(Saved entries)
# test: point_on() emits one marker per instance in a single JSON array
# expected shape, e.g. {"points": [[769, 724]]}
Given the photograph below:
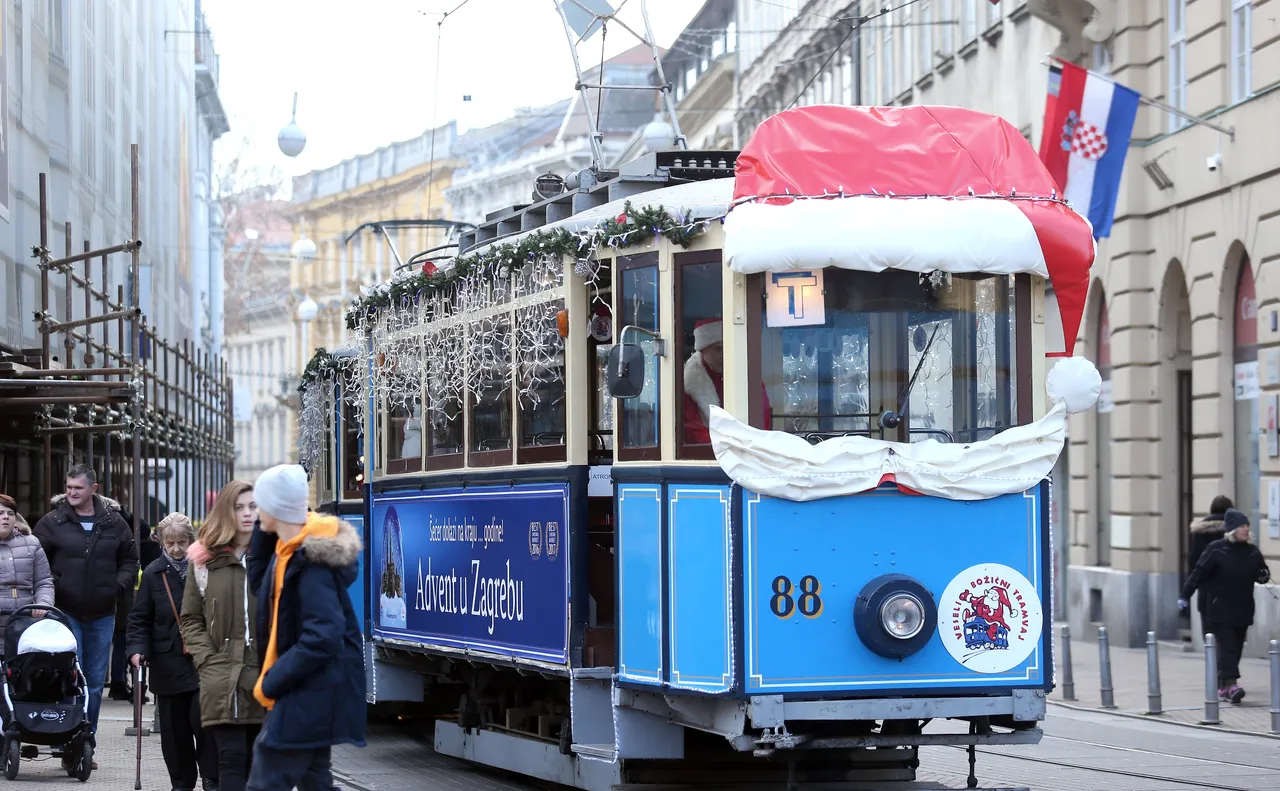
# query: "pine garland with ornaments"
{"points": [[630, 228]]}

YOUR TASK — Return every entry unchanged and skip the pictures.

RESPONSE TO THIS TASK —
# test: point_on() emits one marker per instance in a single JSON array
# expected shape, e.g. {"points": [[769, 724]]}
Given the photograph below:
# query: "pine garland with ornaments"
{"points": [[630, 228]]}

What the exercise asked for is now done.